Data records: Begin

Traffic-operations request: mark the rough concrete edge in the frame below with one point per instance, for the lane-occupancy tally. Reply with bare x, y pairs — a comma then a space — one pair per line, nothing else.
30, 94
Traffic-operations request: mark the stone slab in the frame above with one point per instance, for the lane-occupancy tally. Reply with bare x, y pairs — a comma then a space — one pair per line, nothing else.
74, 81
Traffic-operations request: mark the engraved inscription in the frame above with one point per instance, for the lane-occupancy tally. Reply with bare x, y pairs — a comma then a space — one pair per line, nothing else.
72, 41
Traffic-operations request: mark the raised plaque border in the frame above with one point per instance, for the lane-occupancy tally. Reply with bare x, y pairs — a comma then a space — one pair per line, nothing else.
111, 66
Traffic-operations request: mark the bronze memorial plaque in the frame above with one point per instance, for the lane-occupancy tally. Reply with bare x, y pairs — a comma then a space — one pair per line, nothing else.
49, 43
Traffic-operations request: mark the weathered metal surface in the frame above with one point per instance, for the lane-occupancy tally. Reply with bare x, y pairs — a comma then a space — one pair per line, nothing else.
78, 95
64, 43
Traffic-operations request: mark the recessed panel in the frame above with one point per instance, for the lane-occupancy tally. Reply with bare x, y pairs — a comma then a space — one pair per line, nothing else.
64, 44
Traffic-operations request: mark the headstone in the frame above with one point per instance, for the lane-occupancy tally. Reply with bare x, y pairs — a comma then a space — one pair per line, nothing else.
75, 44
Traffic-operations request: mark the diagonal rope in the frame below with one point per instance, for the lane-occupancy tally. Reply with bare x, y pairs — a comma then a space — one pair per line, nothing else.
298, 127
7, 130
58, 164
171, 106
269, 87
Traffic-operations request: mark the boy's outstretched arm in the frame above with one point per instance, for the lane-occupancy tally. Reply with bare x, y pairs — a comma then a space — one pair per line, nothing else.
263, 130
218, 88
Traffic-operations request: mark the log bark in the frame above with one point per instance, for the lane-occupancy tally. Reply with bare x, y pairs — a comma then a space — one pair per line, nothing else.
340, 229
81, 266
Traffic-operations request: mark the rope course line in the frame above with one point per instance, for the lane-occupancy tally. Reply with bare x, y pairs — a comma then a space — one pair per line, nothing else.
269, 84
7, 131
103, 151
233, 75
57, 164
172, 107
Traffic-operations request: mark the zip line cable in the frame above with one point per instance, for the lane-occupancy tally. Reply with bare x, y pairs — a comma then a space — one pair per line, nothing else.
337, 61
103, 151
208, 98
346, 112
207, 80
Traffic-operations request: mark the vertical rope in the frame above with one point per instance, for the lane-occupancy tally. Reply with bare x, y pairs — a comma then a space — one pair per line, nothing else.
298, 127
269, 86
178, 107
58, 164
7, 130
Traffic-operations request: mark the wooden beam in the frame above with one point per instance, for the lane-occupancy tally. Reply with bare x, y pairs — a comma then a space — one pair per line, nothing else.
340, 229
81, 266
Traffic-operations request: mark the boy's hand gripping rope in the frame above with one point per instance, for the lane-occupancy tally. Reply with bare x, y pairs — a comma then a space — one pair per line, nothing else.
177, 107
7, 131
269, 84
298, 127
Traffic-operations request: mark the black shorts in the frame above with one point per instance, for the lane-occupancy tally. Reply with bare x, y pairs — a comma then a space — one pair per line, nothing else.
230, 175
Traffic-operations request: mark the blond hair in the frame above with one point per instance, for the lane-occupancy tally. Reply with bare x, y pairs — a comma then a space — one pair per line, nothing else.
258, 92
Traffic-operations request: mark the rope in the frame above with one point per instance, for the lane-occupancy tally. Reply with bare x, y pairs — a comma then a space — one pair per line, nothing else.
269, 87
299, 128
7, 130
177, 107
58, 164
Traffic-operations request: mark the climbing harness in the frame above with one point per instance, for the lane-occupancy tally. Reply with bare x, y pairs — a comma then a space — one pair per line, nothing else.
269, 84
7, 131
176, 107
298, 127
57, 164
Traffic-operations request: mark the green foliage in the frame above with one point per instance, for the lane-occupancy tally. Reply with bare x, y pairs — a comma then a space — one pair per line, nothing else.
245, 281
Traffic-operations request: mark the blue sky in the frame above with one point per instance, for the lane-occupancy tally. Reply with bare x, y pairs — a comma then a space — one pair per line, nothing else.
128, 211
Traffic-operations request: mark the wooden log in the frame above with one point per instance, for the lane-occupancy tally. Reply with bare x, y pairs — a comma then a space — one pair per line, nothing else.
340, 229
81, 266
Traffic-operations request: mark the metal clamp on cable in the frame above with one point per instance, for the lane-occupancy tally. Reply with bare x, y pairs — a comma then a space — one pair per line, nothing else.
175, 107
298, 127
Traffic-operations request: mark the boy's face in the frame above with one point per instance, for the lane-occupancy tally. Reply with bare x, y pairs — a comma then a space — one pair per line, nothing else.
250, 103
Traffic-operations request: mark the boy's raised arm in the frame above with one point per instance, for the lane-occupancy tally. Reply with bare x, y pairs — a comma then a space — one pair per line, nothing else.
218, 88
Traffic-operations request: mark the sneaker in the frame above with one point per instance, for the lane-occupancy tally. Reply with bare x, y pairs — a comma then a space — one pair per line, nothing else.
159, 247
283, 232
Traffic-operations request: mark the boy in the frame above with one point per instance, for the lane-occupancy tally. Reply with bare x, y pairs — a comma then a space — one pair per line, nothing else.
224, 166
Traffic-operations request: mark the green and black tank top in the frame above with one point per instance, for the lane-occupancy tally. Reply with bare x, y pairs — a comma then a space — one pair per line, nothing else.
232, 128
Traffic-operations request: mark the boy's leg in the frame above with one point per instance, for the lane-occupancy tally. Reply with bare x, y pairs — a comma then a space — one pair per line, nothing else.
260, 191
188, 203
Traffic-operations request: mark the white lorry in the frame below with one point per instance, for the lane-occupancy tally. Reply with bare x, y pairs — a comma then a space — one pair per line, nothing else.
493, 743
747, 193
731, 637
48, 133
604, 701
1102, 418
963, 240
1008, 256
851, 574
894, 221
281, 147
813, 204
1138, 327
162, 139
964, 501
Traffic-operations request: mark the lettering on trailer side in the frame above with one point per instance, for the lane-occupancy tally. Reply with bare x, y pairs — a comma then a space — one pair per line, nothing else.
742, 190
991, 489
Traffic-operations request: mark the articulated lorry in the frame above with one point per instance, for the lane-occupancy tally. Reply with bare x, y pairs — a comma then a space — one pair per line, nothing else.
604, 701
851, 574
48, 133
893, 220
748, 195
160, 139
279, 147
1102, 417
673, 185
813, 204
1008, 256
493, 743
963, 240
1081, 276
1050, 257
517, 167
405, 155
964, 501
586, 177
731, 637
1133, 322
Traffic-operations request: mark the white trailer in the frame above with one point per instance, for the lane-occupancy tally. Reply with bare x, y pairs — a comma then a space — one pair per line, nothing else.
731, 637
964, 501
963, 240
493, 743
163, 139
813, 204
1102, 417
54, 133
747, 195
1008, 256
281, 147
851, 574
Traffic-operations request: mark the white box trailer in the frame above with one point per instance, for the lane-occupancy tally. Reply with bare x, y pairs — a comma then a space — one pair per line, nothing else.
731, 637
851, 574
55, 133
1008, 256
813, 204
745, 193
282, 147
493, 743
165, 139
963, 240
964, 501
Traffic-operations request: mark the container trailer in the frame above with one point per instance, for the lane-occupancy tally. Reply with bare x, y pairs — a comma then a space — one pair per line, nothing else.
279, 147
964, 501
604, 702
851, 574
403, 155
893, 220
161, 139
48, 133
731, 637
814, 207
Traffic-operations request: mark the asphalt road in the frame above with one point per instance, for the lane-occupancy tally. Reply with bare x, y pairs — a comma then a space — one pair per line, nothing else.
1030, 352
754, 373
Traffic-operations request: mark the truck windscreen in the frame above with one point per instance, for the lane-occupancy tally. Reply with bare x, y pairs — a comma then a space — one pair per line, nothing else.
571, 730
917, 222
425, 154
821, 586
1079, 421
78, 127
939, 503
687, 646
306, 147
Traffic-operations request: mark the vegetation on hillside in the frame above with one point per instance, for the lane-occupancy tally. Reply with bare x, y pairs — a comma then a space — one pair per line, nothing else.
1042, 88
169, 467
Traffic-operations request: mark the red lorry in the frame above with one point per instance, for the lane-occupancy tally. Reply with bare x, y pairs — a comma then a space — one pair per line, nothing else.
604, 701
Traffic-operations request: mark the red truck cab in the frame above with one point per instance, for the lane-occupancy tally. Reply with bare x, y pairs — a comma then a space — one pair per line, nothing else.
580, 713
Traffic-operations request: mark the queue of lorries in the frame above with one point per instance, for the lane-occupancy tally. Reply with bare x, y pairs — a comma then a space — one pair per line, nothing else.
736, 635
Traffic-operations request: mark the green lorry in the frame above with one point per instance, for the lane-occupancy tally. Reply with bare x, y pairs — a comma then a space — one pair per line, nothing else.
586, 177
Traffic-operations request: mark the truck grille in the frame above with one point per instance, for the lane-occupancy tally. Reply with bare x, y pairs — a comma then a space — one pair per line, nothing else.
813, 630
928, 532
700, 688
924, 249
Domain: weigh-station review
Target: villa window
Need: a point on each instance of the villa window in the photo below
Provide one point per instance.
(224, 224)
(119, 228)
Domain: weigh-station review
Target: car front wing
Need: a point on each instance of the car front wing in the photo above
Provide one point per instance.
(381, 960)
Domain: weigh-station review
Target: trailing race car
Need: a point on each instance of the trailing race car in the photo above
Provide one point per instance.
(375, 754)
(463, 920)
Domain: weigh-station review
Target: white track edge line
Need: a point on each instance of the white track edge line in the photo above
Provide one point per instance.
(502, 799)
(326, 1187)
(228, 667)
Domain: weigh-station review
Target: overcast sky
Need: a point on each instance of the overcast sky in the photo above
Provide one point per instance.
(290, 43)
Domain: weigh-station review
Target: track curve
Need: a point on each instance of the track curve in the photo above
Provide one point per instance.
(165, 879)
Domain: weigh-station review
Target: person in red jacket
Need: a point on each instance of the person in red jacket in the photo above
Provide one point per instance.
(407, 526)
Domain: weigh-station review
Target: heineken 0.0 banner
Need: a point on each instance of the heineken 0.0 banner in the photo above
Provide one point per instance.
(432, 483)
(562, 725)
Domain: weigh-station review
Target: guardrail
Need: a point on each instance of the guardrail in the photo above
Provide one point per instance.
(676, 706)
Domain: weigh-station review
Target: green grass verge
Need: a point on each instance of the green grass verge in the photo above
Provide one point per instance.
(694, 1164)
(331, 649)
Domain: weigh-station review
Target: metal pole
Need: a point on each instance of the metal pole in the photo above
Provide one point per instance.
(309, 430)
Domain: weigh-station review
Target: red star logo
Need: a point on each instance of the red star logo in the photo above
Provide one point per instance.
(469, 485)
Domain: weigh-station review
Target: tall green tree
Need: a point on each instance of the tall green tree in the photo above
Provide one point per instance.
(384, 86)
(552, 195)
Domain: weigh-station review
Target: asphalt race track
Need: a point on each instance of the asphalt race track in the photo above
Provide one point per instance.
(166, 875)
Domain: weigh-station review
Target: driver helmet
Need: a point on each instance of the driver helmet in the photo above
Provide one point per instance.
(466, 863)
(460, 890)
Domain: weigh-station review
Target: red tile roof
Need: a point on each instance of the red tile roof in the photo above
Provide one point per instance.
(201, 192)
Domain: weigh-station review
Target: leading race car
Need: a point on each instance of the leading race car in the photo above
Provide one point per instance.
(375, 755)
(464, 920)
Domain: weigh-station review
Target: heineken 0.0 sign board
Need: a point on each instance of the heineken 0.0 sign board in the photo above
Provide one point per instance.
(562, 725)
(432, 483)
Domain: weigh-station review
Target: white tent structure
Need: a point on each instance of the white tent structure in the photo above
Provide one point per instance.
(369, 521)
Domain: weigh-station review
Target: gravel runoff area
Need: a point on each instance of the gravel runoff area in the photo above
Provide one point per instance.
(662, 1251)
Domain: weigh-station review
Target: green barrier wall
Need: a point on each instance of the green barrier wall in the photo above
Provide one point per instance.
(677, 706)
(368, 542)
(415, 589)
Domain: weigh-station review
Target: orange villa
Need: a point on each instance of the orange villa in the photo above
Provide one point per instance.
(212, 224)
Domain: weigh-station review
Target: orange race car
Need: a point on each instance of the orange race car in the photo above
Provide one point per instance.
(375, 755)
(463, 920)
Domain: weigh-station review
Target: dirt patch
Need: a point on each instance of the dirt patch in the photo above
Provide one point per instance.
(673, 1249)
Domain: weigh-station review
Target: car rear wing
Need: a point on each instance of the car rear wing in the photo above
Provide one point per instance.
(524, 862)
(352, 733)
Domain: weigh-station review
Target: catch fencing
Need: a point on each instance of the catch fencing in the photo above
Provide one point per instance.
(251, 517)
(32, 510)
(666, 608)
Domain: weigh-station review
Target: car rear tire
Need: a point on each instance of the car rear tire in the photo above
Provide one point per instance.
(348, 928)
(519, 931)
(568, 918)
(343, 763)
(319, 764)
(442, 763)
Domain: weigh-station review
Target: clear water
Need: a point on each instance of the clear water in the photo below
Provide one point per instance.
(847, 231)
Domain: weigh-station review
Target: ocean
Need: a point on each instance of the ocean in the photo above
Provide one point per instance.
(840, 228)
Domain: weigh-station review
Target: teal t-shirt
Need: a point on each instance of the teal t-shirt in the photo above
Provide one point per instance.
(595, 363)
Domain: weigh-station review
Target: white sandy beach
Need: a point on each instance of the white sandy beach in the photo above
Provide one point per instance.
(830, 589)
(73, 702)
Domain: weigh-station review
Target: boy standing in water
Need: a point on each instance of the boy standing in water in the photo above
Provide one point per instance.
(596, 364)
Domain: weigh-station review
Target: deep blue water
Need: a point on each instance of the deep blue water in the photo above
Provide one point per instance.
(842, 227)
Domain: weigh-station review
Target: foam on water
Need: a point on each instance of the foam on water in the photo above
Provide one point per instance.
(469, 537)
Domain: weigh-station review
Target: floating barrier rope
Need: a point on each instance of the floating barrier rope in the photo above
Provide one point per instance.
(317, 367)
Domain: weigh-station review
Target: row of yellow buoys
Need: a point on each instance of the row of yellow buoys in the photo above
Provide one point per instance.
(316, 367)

Data records: End

_Activity_
Produce an exact transcription of the lines from the one containing "Target: row of yellow buoys" through the end of the records, both included, and no other lines.

_Exercise response_
Target: row of yellow buoys
Need: a point on each instance of the row of yellow buoys in the photo above
Provide one point per instance.
(316, 367)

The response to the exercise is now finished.